## RECORDS TO PROCESS:
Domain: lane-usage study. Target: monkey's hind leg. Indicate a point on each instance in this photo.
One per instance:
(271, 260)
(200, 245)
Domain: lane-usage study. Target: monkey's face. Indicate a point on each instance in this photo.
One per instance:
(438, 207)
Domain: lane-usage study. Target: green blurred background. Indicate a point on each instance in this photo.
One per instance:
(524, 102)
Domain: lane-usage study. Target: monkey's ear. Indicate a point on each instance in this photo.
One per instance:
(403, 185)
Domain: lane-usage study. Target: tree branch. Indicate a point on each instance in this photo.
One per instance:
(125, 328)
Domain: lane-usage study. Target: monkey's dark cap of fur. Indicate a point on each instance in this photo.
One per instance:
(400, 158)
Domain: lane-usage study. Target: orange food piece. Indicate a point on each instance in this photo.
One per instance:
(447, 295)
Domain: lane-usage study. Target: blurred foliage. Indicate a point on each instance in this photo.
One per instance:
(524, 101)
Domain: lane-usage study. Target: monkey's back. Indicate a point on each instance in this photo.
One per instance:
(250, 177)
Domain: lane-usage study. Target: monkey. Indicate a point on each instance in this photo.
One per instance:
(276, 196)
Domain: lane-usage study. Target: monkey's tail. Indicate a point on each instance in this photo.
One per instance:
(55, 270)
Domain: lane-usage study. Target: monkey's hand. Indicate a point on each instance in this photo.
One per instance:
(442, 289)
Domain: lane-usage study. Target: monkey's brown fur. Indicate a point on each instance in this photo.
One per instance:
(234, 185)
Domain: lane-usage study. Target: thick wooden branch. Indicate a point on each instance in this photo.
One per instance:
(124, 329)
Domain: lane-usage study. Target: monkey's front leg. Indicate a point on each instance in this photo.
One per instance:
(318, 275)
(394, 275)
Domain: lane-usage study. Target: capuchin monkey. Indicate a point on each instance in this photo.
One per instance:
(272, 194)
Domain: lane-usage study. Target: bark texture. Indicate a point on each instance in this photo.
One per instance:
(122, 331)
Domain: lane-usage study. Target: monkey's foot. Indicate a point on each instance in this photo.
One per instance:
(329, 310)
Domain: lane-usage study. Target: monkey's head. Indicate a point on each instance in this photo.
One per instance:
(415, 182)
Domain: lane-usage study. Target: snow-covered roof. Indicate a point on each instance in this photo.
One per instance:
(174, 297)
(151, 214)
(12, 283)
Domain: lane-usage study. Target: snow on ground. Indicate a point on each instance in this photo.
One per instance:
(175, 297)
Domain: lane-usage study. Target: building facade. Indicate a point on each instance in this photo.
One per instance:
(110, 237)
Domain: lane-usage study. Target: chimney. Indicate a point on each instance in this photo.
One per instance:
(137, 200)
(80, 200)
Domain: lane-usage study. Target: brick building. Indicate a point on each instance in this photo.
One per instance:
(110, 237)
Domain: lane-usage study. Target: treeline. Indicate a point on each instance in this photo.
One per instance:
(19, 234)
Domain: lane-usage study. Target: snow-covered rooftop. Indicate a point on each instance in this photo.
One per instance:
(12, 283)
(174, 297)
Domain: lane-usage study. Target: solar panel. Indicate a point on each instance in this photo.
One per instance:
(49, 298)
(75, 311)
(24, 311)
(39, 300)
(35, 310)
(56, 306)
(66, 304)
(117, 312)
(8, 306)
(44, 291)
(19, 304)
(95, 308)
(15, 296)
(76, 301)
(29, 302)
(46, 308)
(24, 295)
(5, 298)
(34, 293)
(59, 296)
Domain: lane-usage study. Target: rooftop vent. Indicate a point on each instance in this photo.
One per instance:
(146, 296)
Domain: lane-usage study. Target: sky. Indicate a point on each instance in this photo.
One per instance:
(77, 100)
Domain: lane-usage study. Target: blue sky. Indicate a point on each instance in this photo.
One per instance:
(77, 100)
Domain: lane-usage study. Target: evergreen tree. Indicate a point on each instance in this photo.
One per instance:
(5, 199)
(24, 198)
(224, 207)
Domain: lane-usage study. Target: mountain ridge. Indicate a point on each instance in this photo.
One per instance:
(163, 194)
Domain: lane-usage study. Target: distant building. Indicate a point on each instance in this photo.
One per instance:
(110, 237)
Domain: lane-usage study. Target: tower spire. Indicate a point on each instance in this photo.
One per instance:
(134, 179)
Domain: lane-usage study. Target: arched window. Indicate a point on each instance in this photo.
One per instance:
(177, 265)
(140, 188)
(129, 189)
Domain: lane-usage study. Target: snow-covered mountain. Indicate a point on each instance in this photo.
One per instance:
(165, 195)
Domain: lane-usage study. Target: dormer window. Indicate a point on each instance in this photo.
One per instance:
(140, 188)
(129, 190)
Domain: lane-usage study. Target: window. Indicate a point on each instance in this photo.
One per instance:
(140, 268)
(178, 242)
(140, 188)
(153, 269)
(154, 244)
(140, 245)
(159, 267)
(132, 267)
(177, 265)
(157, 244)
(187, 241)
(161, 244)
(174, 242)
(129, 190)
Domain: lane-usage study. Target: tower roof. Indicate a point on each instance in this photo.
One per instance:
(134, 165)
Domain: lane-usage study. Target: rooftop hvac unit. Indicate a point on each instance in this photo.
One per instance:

## PROBLEM TO WORK ON:
Reproduce the data shown above in its entirety, keeping each word as it is.

## EXERCISE RESPONSE:
Domain: lane-usage study. Target: monkey's hind leg. Indicate a point on each instance in this photo.
One per instance:
(271, 260)
(200, 245)
Domain: lane-usage study. Target: monkey's face. Indicate a point on each instance in this photo.
One per instance:
(438, 207)
Domain: lane-usage study. Target: green blurred background. Indicate a point on each instance in this photo.
One per instance:
(524, 102)
Domain: lane-usage study. Target: monkey's ear. Indicate a point on each instance in this photo.
One per instance:
(403, 185)
Domain: lane-usage study. Target: tree branch. Indicate a point on each instance in this photo.
One per instance:
(125, 328)
Domain: lane-usage study. Target: monkey's dark cap of fur. Indicate a point on each instance in this photo.
One per instance:
(400, 158)
Domain: lane-usage study. Target: orange food piece. Indicate a point on each instance in this photo.
One per instance:
(447, 295)
Domain: lane-usage study. Target: blurred foliage. Indicate a point on each instance in this photo.
One per instance:
(524, 101)
Domain: lane-usage study. Target: monkey's back. Indicate a point on each instance in this photo.
One per instance:
(250, 177)
Domain: lane-usage study. Target: monkey. Indicate a point on each instance in this photo.
One per instance:
(276, 196)
Domain: lane-usage study. Target: monkey's tail. Indicate a point on each instance in this photo.
One per instance:
(55, 270)
Domain: lane-usage study. Target: monkey's hand. Indicate a point on each instance in this photo.
One per instance:
(442, 289)
Domain: lane-usage study. Target: monkey's brown fur. Indicate a point on each instance in this photo.
One per instance:
(234, 185)
Domain: lane-usage study. Target: thick wooden branch. Indicate a point on each instance in this photo.
One per instance:
(124, 329)
Domain: lane-usage study. Target: monkey's front leg. Indicate a point on each instance in this photo.
One per instance:
(318, 275)
(394, 275)
Domain: lane-usage study. Target: capuchin monkey. Indicate a point on each instance in this photo.
One per instance:
(272, 194)
Domain: lane-usage study. Target: bark texture. Indicate a point on each instance in this photo.
One per instance:
(122, 331)
Domain: lane-usage study. Target: monkey's foot. Indicate a point on each instance in this photo.
One per instance:
(329, 310)
Domain: lane-usage study. Target: monkey's head. Indicate a point on each instance in this photo.
One per instance:
(415, 182)
Domain: lane-usage study. Target: snow-covered roof. Indicate a point on each instance in this photo.
One per instance:
(174, 297)
(151, 214)
(12, 283)
Domain: lane-usage study. Target: snow on ground. Indicate a point on each instance in this photo.
One per instance:
(175, 297)
Domain: lane-usage study. Target: building facade. Indicate a point on each instance in this photo.
One per instance:
(110, 237)
Domain: lane-usage study. Target: chimney. Indicate a point on each instance in this photo.
One per instance:
(137, 200)
(80, 200)
Domain: lane-usage study. Target: brick building. Indicate a point on each instance in this photo.
One per instance:
(110, 237)
Domain: lane-usage study. Target: treeline. Indicate a point on each instance in this photo.
One per instance:
(19, 234)
Domain: lane-usage study. Target: snow-covered rooftop. Indicate a point on each instance in this photo.
One per instance:
(12, 283)
(174, 297)
Domain: lane-usage study. Target: solar panel. Indicate a point on each instance in this photo.
One per instance:
(49, 298)
(75, 311)
(24, 311)
(39, 300)
(35, 310)
(56, 306)
(66, 304)
(117, 312)
(8, 306)
(44, 291)
(19, 304)
(95, 308)
(15, 296)
(76, 301)
(29, 302)
(46, 308)
(24, 295)
(5, 298)
(34, 293)
(59, 296)
Domain: lane-usage study. Target: rooftop vent. Indicate a point on each instance in this photo.
One per instance:
(146, 296)
Domain: lane-usage study. Target: sky. Indicate a point on each instance in this photo.
One per instance:
(77, 100)
Domain: lane-usage study. Target: blue sky. Indicate a point on each instance in this photo.
One per instance:
(77, 100)
Domain: lane-usage study. Target: evergreen tree. Indicate a point on each instance in this photo.
One per instance:
(5, 199)
(24, 198)
(224, 207)
Domain: lane-usage study. Target: mountain ridge. Indicate a point on each instance in this photo.
One per instance:
(163, 194)
Domain: lane-usage study. Target: distant building. Indicate a point on each instance in this photo.
One per instance:
(110, 237)
Domain: lane-usage study. Target: tower spire. Indicate a point on each instance in this photo.
One per instance:
(134, 179)
Domain: lane-usage study. Target: arched window. Indicate a point on each instance in this photo.
One per instance:
(177, 265)
(140, 188)
(129, 189)
Domain: lane-usage study. Target: snow-covered mountain. Indicate a point on each instance in this photo.
One per instance:
(165, 195)
Domain: lane-usage study. Target: dormer window. Indicate a point on each instance in this photo.
One per instance:
(140, 188)
(129, 190)
Domain: lane-usage study. Target: window. Indicate a point on each instance in this photo.
One per instance:
(140, 268)
(178, 242)
(140, 188)
(153, 269)
(154, 244)
(140, 245)
(159, 267)
(132, 267)
(177, 265)
(157, 244)
(187, 241)
(161, 244)
(174, 242)
(129, 190)
Domain: lane-usage study. Target: tower roof. Indicate a point on each instance in this photo.
One per instance:
(134, 165)
Domain: lane-usage study. Target: rooftop hvac unit. Indicate a point on each instance in this photo.
One per instance:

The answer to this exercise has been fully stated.